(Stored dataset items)
((
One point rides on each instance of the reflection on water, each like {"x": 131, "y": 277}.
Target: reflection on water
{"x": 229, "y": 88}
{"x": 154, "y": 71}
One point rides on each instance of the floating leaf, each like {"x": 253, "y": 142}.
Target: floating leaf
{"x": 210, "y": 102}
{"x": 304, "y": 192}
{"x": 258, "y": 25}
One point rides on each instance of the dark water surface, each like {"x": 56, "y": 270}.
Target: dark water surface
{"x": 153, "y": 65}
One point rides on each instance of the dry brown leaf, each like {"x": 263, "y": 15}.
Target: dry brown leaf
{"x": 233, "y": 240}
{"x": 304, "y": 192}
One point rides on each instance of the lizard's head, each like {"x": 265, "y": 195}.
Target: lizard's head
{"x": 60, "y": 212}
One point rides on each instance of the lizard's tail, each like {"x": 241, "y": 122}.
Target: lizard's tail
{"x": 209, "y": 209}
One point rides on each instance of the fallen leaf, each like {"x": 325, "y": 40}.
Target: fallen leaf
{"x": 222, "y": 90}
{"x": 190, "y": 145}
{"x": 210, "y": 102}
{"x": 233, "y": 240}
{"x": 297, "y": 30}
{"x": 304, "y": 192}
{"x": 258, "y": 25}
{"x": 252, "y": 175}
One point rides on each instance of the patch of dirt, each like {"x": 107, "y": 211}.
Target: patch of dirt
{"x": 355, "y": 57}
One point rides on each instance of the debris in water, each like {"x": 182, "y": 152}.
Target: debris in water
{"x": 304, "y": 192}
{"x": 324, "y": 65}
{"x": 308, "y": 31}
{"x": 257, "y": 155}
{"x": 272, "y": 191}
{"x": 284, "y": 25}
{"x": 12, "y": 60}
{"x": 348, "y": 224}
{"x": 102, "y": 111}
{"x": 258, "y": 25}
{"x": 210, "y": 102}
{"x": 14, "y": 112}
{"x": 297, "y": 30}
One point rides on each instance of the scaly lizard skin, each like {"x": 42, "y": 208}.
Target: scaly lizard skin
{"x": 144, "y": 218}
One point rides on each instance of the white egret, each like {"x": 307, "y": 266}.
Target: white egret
))
**What you need to do:** Everything from the line containing "One point rides on each instance of the floating" to the end of the data above should be quoted exactly, please, both ends included, and nothing outside that span.

**Result below:**
One point rides on each instance of the floating leaf, each like {"x": 253, "y": 142}.
Target: floating leaf
{"x": 210, "y": 102}
{"x": 304, "y": 192}
{"x": 258, "y": 25}
One point rides on each instance of the dark water surface, each like {"x": 56, "y": 270}.
Target: dark water surface
{"x": 153, "y": 65}
One point rides on each instance of the dry brown leaf, each like {"x": 263, "y": 15}.
Target: dry brown leaf
{"x": 233, "y": 240}
{"x": 304, "y": 192}
One point rides on each instance of the lizard's head, each like {"x": 265, "y": 195}.
Target: lizard's head
{"x": 60, "y": 212}
One point rides on each instance of the lizard's tail, each like {"x": 241, "y": 122}.
Target: lizard's tail
{"x": 209, "y": 209}
One point rides on each instance of the fallen leaf, each like {"x": 325, "y": 40}.
Target: fallen leaf
{"x": 222, "y": 90}
{"x": 190, "y": 145}
{"x": 210, "y": 102}
{"x": 233, "y": 240}
{"x": 297, "y": 30}
{"x": 304, "y": 192}
{"x": 258, "y": 25}
{"x": 252, "y": 175}
One point rides on each instance of the patch of dirt, each like {"x": 107, "y": 211}.
Target: patch of dirt
{"x": 355, "y": 57}
One point rides on each instance of the debris in water, each like {"x": 182, "y": 152}.
Target: debris in water
{"x": 304, "y": 192}
{"x": 324, "y": 65}
{"x": 308, "y": 31}
{"x": 257, "y": 155}
{"x": 272, "y": 191}
{"x": 284, "y": 25}
{"x": 12, "y": 60}
{"x": 348, "y": 224}
{"x": 102, "y": 111}
{"x": 258, "y": 25}
{"x": 210, "y": 102}
{"x": 14, "y": 112}
{"x": 297, "y": 30}
One point rides on each instance of the scaly lizard skin, each like {"x": 42, "y": 208}.
Target: scaly lizard skin
{"x": 144, "y": 218}
One point rides on each instance of the white egret, each like {"x": 307, "y": 266}.
Target: white egret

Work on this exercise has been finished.